Extend the review of the memoir *Standing Tall* by C. Vivian Stringer and Laura Tucker, picking up right after its last line.

(Excerpt provided):
--- START ---

Book Review: Standing Tall: A Memoir Of Tragedy And Triumph
by C. Vivian Stringer and Laura Tucker
Publication Date: Mar 04, 2008
List Price: $24.95
Format: Hardcover, 304 pages
Classification: Nonfiction
ISBN13: 9780307406095
Imprint: Knopf
Publisher: Penguin Random House
Parent Company: Bertelsmann
Read a Description of Standing Tall: A Memoir Of Tragedy And Triumph
Book Reviewed by Kam Williams
’As much as I love basketball’ it has always been a vehicle for me to instill values and self-respect in the girls I coach’ I am the last stop before the young women I coach take their place in society, and it is a responsibility I take seriously. My goal is to give them the confidence to dream big and the skills to overcome any challenges they face, whether it’s under the basket or in the boardroom.
For thirty years, my mission has been to create the next generation of leaders’ My hope is that they will come to share my fundamental and unshakable faith: that each and every one of us has the ability to triumph in the face of adversity, to lift ourselves up and succeed, no matter what trials we encounter. It is a faith that has been tested many times in my own life.’
’Excerpted from the Introduction (pages 2)

--- END ---

(Given data):
--- START ---

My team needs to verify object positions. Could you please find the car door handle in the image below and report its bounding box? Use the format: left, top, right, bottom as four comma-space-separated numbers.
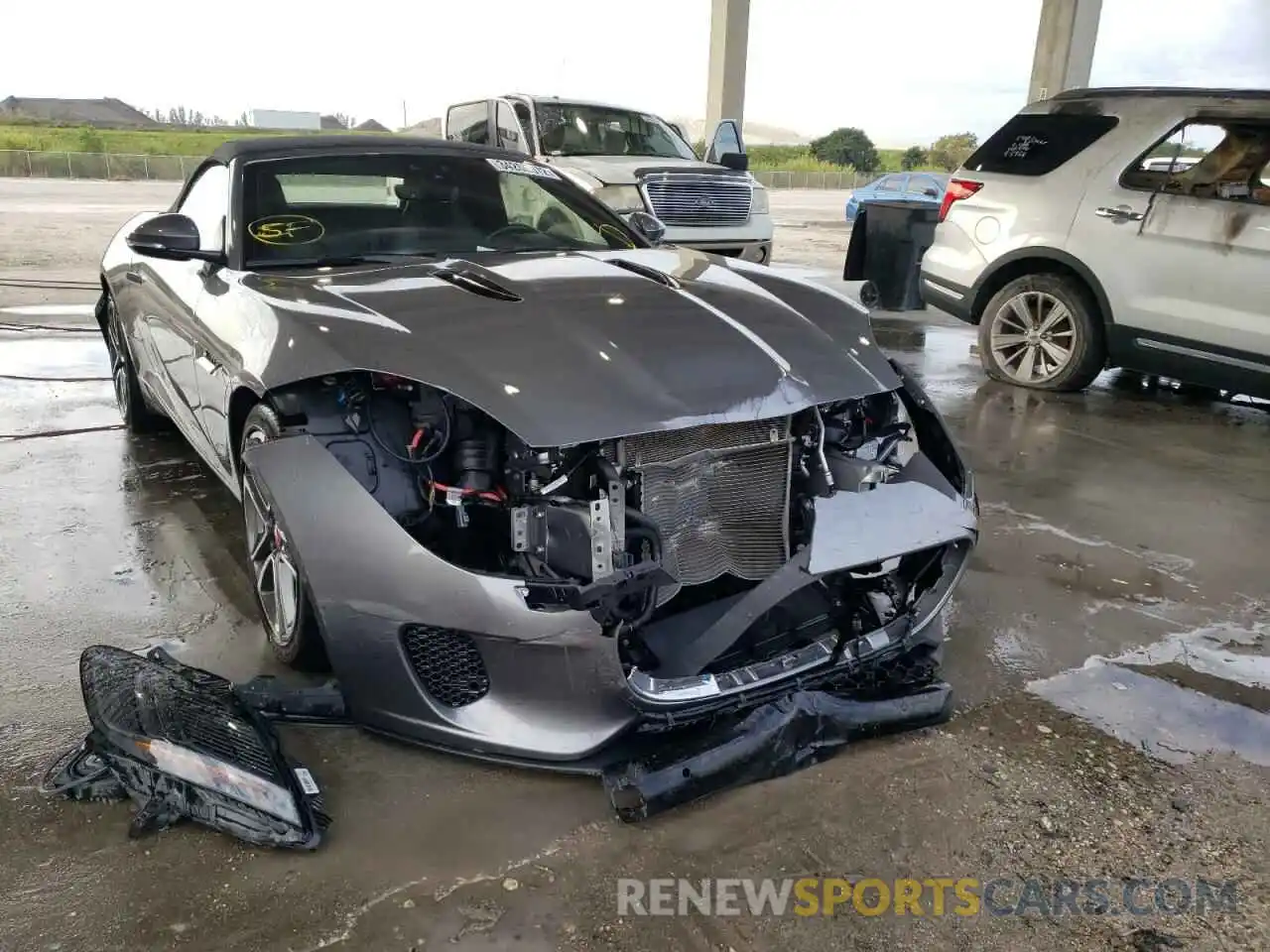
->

--- END ---
--- START ---

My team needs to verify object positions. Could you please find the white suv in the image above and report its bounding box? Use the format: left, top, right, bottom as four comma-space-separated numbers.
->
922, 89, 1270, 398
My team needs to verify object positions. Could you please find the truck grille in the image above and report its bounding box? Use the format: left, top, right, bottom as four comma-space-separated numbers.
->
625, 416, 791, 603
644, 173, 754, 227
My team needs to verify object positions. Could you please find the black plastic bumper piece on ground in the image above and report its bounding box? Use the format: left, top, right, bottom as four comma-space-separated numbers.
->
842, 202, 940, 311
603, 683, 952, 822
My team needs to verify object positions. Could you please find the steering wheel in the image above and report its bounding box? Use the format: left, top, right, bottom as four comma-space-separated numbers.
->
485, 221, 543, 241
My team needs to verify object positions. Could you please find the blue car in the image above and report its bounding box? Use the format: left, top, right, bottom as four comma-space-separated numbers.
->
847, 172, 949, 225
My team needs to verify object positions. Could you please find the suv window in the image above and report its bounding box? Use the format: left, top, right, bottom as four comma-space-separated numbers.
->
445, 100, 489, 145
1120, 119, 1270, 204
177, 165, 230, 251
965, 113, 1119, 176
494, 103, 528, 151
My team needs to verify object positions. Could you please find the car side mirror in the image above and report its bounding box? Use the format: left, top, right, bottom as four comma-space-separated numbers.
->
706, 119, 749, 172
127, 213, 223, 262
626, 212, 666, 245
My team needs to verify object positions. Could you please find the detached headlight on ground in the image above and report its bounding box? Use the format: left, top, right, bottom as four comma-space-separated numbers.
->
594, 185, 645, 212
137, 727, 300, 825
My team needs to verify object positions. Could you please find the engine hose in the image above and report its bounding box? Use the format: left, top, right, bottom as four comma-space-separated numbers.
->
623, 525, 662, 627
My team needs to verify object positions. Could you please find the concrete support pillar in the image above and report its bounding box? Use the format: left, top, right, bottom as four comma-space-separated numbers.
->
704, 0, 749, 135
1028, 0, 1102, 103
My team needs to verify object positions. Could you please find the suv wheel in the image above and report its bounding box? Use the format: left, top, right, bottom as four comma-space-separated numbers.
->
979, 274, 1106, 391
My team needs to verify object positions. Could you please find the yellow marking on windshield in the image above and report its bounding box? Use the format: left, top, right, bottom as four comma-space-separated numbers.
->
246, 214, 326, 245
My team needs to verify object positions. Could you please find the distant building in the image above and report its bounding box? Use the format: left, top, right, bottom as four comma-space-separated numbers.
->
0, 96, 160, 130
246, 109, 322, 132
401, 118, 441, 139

--- END ---

(Result of the task):
When
Don Imus referred to the young women on the Rutgers University
Basketball Team as ’nappy headed-hos’ a year ago, it deeply affected their
coach, Vivian Stringer. As she relates in her heartbreaking autobiography, she
’couldn't shake the feeling that I had fallen down in my responsibility to
protect these girls.’
So, a couple of weeks later, with the media fallout still building in intensity,
she called a press conference in defense of her student athletes who should’ve
been celebrated instead of humiliated after their surprising run to the NCAA
Championship game. What almost nobody knew is that while Stringer was in the
limelight last April, she was also privately battling breast cancer at the time.
On top of that, her mother suffered a stroke in the midst of the controversy.
Sadly, this was not the first time that the Coach Stringer had been tested in
this fashion. In 1981, her daughter, Nina’s spinal meningitis had been
misdiagnosed by a pediatrician as a common cold. Consequently, her daughter
would never be able to walk or talk. Then, in her early forties, Stringer was
widowed when her husband died unexpectedly, leaving her to raise their three
kids alone.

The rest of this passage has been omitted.